Each record is to be written out exactly as it appears.
==== DATA SHOWN ====
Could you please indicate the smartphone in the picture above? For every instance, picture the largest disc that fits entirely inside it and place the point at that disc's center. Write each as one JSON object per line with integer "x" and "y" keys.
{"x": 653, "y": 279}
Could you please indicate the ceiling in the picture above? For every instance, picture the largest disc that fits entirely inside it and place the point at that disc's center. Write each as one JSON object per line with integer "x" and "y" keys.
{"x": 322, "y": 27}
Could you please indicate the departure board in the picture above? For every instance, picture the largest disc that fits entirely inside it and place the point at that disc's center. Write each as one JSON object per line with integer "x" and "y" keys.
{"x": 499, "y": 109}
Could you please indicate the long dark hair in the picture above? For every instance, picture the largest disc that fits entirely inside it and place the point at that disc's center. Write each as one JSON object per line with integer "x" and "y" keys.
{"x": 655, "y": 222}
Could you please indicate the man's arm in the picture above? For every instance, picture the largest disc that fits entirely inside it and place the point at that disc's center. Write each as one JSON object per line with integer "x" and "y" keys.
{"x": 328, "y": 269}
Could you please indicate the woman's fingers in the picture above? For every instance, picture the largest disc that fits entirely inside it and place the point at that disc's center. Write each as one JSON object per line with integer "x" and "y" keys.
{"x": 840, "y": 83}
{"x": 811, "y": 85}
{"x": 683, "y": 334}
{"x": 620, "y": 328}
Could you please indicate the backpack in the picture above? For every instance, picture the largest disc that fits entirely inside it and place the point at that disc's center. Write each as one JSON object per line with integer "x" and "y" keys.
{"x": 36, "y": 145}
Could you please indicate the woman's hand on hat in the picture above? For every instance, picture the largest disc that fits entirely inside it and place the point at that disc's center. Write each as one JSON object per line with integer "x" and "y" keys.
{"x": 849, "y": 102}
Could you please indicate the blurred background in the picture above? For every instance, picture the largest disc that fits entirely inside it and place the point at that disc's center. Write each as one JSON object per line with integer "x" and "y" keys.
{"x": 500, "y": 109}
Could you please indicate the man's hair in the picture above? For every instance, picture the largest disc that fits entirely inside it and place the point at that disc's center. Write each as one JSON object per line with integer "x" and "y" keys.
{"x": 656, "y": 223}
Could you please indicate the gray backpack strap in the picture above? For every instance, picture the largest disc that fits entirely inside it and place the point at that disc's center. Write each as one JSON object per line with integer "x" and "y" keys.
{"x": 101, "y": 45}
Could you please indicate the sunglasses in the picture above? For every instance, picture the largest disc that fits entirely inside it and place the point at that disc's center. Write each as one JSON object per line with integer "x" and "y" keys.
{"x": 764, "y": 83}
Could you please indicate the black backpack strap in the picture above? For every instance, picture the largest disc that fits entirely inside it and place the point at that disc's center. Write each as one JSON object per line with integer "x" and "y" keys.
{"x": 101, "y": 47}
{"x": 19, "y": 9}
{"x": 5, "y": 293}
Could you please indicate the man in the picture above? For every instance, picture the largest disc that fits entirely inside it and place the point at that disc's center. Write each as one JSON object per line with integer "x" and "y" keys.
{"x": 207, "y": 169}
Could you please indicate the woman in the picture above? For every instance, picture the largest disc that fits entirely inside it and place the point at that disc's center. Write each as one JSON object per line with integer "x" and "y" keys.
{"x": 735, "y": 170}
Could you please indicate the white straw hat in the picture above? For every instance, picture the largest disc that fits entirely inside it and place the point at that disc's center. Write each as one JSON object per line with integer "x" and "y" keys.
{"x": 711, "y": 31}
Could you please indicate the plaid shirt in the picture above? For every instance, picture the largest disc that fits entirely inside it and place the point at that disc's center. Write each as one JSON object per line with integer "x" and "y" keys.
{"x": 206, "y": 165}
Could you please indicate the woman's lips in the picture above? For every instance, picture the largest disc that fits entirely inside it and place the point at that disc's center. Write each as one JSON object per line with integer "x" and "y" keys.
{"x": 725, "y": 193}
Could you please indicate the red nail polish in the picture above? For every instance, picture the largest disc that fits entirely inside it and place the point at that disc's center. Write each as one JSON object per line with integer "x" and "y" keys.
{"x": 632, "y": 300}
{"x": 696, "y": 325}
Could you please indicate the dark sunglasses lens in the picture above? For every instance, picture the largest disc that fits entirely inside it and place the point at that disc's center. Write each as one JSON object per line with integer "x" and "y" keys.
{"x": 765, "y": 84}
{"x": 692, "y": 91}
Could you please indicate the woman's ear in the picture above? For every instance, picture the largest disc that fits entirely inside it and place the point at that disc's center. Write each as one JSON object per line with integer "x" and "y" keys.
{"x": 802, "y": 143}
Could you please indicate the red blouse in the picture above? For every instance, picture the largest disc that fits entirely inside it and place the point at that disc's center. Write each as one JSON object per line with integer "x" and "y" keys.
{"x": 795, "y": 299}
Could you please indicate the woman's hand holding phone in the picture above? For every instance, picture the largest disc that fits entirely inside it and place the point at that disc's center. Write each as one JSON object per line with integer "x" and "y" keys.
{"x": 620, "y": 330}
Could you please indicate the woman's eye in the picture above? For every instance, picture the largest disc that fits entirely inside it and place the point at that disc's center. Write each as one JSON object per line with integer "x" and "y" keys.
====
TASK RESPONSE ▸
Could you please indicate the smartphone in the picture above? For every instance, picture the largest disc that fits entirely inside it and place the point at that disc's center. Write each as one JSON object per line with integer "x" and "y" keys.
{"x": 653, "y": 279}
Could you please indicate the ceiling in the picture above? For every instance, picture the largest disc that fits entirely inside it and place the point at that disc's center. Write each as one JSON object per line with integer "x" and "y" keys.
{"x": 322, "y": 27}
Could you please indicate the departure board in the picture above? For every instance, picture the largest disc that fits entirely inside it and place the point at that disc's center. Write each as one JSON object per line with integer "x" and "y" keys.
{"x": 499, "y": 109}
Could you please indicate the long dark hair in the picture above? For every instance, picture the largest disc that fits entirely inside it and place the point at that disc's center. Write each as one JSON object per line with integer "x" and "y" keys.
{"x": 655, "y": 222}
Could you please indicate the man's arm in the picture above? For every instance, picture the largest disc that fits entirely inside it and place the point at that disc's center. Write each as one JSON object per line with integer "x" and "y" keys.
{"x": 328, "y": 269}
Could you please indicate the woman's fingers in the picture above? For every instance, picture the largest disc that fits entirely inside it and place the point at that disc's center. Write each as one JSON object per line with integer "x" and "y" keys.
{"x": 840, "y": 83}
{"x": 811, "y": 85}
{"x": 683, "y": 334}
{"x": 620, "y": 328}
Could you please indicate the backpack in the picture above? For every instance, picture the largest disc that fits entirely inside it and place the point at that disc's center. Write each as one JSON object per line with integer "x" and "y" keys.
{"x": 36, "y": 145}
Could you please indicate the woman's hand on hat in the picture above? For every instance, picture the largest disc that fits entirely inside it and place the point at that disc's center. Write each as one JSON object per line with integer "x" and "y" keys.
{"x": 849, "y": 102}
Could you please indicate the blurred background in the picture above? For every instance, picture the largest disc that fits entirely inside it and place the point at that disc's center. Write each as one JSON object per line with integer "x" and "y" keys.
{"x": 500, "y": 109}
Could you please indicate the man's hair in the picture above? For every instance, picture the largest disc that fits entirely inside it and place the point at that disc's center. Write each as one JSON object per line with integer "x" and "y" keys.
{"x": 656, "y": 223}
Could you please indicate the gray backpack strap in the picture above? For every instance, picture the largest disc that fits entirely inside it and place the point at that disc's center. Write each as one JSON object per line with integer "x" and "y" keys.
{"x": 101, "y": 45}
Could you please indicate the sunglasses in the picture above? For every instance, picture the largest disc that fits entirely inside it and place the point at that disc's center. Write each as one JSON object per line with integer "x" and "y" keys.
{"x": 764, "y": 83}
Could you please indicate the black backpack strap in the picture above? For every instance, picture the largest disc that fits entirely inside it and place the point at that disc's center. Write each as one JSON object per line with integer "x" and "y" keys.
{"x": 101, "y": 47}
{"x": 19, "y": 9}
{"x": 5, "y": 293}
Could you please indicate the man in the picture above? For every instance, picture the largest disc that fits entirely inside it and place the point at that disc's center. Write each as one JSON object per line with integer "x" and "y" keys.
{"x": 207, "y": 169}
Could you please indicate the woman in the picture above? For every instance, picture the largest disc that fits entirely inside it and place the point at that disc's center. Write each as one JSON object per line with integer "x" and "y" keys.
{"x": 735, "y": 170}
Could you please indicate the white straw hat in the picture above? For every instance, picture the largest disc that fits entirely inside it and place the point at that disc's center. Write each as one JSON object per line with integer "x" and "y" keys.
{"x": 711, "y": 31}
Could you please indicate the plaid shirt in the picture above? For every instance, picture the largest disc that fits entirely inside it and place the point at that disc's center. Write each as one JSON object per line with integer "x" and "y" keys.
{"x": 206, "y": 165}
Could you please indicate the woman's lips in the picture above? For every instance, picture the largest disc that fits entirely inside it and place the point at that disc's center. Write each as one JSON object per line with integer "x" and "y" keys.
{"x": 725, "y": 193}
Could you please indicate the red nail polish in the picture above? For every instance, picture the largest disc that fits entirely inside it and place the point at that disc's center. Write each as one JSON object per line with integer "x" and "y" keys.
{"x": 632, "y": 300}
{"x": 696, "y": 325}
Could you please indicate the dark sunglasses lens in the picture above? For every instance, picture the largest disc that fits entirely inside it and place the point at that disc's center. Write each as one JSON object per line with integer "x" and "y" keys.
{"x": 765, "y": 84}
{"x": 692, "y": 91}
Could you please indicate the woman's ear in the picture above? For every instance, picture the largest disc that fits entirely inside it and place the point at that disc's center. Write each as one JSON object per line with integer "x" and "y" keys.
{"x": 802, "y": 143}
Could you please indicate the red blouse in the picture above? For every instance, picture the largest disc that fits entirely inside it and place the point at that disc's center. Write each as one JSON object per line with integer "x" and "y" keys.
{"x": 795, "y": 299}
Could you please indicate the woman's hand holding phone in the picture above? For every instance, picture the largest disc that fits entirely inside it and place the point at that disc's center. Write each as one JSON object per line with integer "x" and "y" keys.
{"x": 620, "y": 330}
Could you please indicate the woman's eye in the picture above? For every instance, picture the largest disc that fits entirely inside it and place the point at that disc's center. Write each as one JSON object per line with integer "x" and "y" keys.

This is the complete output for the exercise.